*YOUR INSTRUCTIONS:* Revise the material below by replacing "white baseboard" with "light gray baseboard" and leaving everything else unchanged. Omit the pictures from the revised version.

*DATASET RECORDS:*
'''

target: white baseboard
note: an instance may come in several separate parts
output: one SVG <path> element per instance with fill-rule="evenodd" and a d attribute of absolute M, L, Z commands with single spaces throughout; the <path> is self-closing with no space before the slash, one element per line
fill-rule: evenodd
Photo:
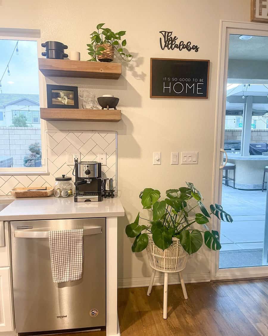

'''

*CORRECT RESULT:*
target: light gray baseboard
note: an instance may come in several separate parts
output: one SVG <path> element per instance with fill-rule="evenodd" and a d attribute of absolute M, L, Z commands with single spaces throughout; the <path> is self-closing with no space before the slash, one element per line
fill-rule: evenodd
Photo:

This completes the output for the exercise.